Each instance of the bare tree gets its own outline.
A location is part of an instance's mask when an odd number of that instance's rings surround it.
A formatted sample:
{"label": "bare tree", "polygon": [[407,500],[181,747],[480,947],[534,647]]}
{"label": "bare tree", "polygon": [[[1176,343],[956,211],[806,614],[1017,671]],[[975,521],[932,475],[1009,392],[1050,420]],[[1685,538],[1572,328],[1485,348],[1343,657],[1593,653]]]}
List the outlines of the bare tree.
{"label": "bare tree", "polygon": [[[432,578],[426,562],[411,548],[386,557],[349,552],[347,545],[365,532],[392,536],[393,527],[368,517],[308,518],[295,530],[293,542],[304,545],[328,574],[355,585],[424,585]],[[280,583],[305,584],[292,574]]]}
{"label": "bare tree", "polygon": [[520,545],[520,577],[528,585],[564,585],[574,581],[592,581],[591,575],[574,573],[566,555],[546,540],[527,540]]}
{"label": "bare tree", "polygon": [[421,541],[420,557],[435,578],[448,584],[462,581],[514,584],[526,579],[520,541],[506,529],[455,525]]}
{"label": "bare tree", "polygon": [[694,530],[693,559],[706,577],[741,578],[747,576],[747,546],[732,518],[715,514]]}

+++

_TASK GOAL_
The answer should consist of every entry, repeated word for word.

_YOUR RESPONSE_
Each instance of the bare tree gets its own outline.
A location is part of an instance's mask when an odd number of that instance's rings surround it.
A formatted sample:
{"label": "bare tree", "polygon": [[407,500],[181,747],[480,947],[534,647]]}
{"label": "bare tree", "polygon": [[[1176,343],[956,211],[806,614],[1017,671]],[[975,521],[932,475],[1009,392],[1050,420]],[[1685,538],[1572,328],[1485,348],[1343,657],[1593,653]]]}
List the outlines of the bare tree.
{"label": "bare tree", "polygon": [[[432,578],[426,562],[411,548],[386,557],[349,552],[347,545],[365,532],[392,536],[393,527],[368,517],[308,518],[295,530],[293,542],[304,545],[328,574],[355,585],[424,585]],[[280,583],[305,584],[292,574]]]}
{"label": "bare tree", "polygon": [[520,545],[520,577],[528,585],[564,585],[574,581],[592,581],[591,575],[574,573],[566,555],[546,540],[527,540]]}
{"label": "bare tree", "polygon": [[421,541],[420,557],[435,578],[448,584],[462,581],[514,584],[526,579],[520,541],[506,529],[455,525]]}
{"label": "bare tree", "polygon": [[694,530],[693,559],[706,577],[741,578],[747,576],[747,546],[732,518],[715,514]]}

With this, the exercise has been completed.